Excluding pictures, give the entries again exactly as they appear.

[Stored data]
=== Begin Enclosure ===
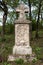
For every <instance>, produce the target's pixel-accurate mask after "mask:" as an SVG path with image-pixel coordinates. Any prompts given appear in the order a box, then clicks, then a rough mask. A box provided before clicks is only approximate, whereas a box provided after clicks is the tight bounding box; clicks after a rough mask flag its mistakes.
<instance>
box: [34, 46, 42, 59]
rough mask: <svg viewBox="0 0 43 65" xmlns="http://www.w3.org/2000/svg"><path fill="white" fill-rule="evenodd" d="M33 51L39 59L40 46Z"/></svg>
mask: <svg viewBox="0 0 43 65" xmlns="http://www.w3.org/2000/svg"><path fill="white" fill-rule="evenodd" d="M35 53H36V56H37V58H38V59H40V55H41V48H40V47H37V48H36V49H35Z"/></svg>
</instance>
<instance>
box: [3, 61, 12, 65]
mask: <svg viewBox="0 0 43 65" xmlns="http://www.w3.org/2000/svg"><path fill="white" fill-rule="evenodd" d="M3 65H11V64H10V63H7V62H4V64H3Z"/></svg>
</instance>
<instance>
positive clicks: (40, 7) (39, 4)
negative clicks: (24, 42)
mask: <svg viewBox="0 0 43 65" xmlns="http://www.w3.org/2000/svg"><path fill="white" fill-rule="evenodd" d="M41 4H42V0H40V2H39V7H38V19H37V26H36V27H37V28H36V38H38V37H39V35H38V25H39V20H40V13H41V6H42V5H41Z"/></svg>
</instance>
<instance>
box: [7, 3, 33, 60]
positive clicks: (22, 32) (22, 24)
mask: <svg viewBox="0 0 43 65" xmlns="http://www.w3.org/2000/svg"><path fill="white" fill-rule="evenodd" d="M16 12H18V13H19V17H18V19H17V20H16V21H15V22H14V26H15V45H14V47H13V56H12V57H11V56H9V59H8V60H9V61H10V60H14V59H15V56H16V57H17V56H18V57H20V56H21V57H23V55H31V54H32V48H31V46H30V25H31V21H29V20H26V16H25V13H26V12H29V8H28V7H27V6H25V4H23V3H21V4H20V5H19V6H18V7H17V8H16Z"/></svg>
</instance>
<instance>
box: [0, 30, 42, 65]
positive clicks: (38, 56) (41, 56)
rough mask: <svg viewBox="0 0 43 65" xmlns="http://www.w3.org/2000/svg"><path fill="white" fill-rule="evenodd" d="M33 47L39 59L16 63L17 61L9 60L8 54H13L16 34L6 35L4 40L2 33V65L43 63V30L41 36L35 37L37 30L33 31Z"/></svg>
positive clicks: (0, 43)
mask: <svg viewBox="0 0 43 65" xmlns="http://www.w3.org/2000/svg"><path fill="white" fill-rule="evenodd" d="M30 43H31V47H32V49H33V52H34V53H35V54H36V56H37V58H38V60H37V61H36V62H35V61H34V62H31V63H30V62H26V63H23V64H16V63H15V62H7V59H8V55H9V54H12V48H13V45H14V35H13V34H11V35H5V39H4V41H3V40H2V37H1V35H0V65H43V31H40V32H39V38H38V39H36V38H35V32H32V39H31V42H30Z"/></svg>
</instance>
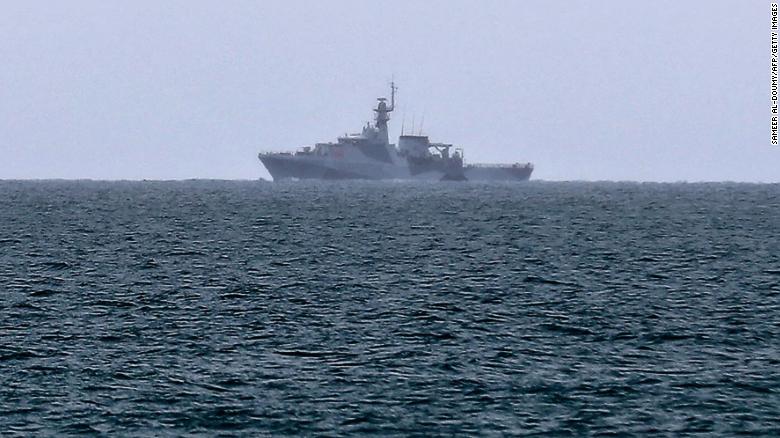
=== End Enclosure ===
=== Answer below ===
For every <instance>, produce the target's pixel-accurate mask after "mask:" as an SVG path with image-pixel coordinates. Any prompts given appear in the order a box, then clicks, then a rough mask. A box provided before clicks is only approximate, whereas a box provided after clicks is the tight bounding box; clicks after a rough mask flag its mistakes.
<instance>
box: [34, 46, 42, 59]
rough mask: <svg viewBox="0 0 43 65" xmlns="http://www.w3.org/2000/svg"><path fill="white" fill-rule="evenodd" d="M33 51L39 59L40 46Z"/></svg>
mask: <svg viewBox="0 0 43 65" xmlns="http://www.w3.org/2000/svg"><path fill="white" fill-rule="evenodd" d="M35 53H36V56H37V58H38V59H40V55H41V48H40V47H37V48H36V49H35Z"/></svg>
</instance>
<instance>
box: [3, 61, 12, 65]
mask: <svg viewBox="0 0 43 65" xmlns="http://www.w3.org/2000/svg"><path fill="white" fill-rule="evenodd" d="M3 65H11V64H10V63H7V62H4V64H3Z"/></svg>
</instance>
<instance>
positive clicks: (40, 7) (39, 4)
negative clicks: (24, 42)
mask: <svg viewBox="0 0 43 65" xmlns="http://www.w3.org/2000/svg"><path fill="white" fill-rule="evenodd" d="M41 4H42V0H40V2H39V7H38V19H37V26H36V27H37V28H36V38H38V37H39V35H38V25H39V20H40V13H41V6H42V5H41Z"/></svg>
</instance>
<instance>
box: [7, 3, 33, 60]
positive clicks: (22, 32) (22, 24)
mask: <svg viewBox="0 0 43 65" xmlns="http://www.w3.org/2000/svg"><path fill="white" fill-rule="evenodd" d="M16 12H18V13H19V17H18V19H17V20H16V21H15V22H14V26H15V45H14V47H13V56H12V57H11V56H9V59H8V60H9V61H10V60H14V59H15V56H16V57H17V56H18V57H20V56H21V57H23V55H31V54H32V48H31V46H30V25H31V21H29V20H26V16H25V13H26V12H29V8H28V7H27V6H25V4H23V3H21V4H20V5H19V6H18V7H17V8H16Z"/></svg>
</instance>
<instance>
box: [0, 30, 42, 65]
positive clicks: (38, 56) (41, 56)
rough mask: <svg viewBox="0 0 43 65" xmlns="http://www.w3.org/2000/svg"><path fill="white" fill-rule="evenodd" d="M33 47L39 59L16 63L17 61L9 60L8 54H13L16 34L6 35L4 40L2 33V65L43 63V30L41 36L35 37L37 30L33 31Z"/></svg>
positive clicks: (0, 43)
mask: <svg viewBox="0 0 43 65" xmlns="http://www.w3.org/2000/svg"><path fill="white" fill-rule="evenodd" d="M30 43H31V47H32V49H33V52H34V53H35V54H36V56H37V58H38V60H37V61H36V62H35V61H34V62H31V63H30V62H26V63H23V64H16V63H15V62H7V59H8V55H9V54H12V48H13V45H14V35H13V34H11V35H5V39H4V41H3V40H2V37H1V35H0V65H43V31H40V32H39V38H38V39H36V38H35V32H32V39H31V42H30Z"/></svg>
</instance>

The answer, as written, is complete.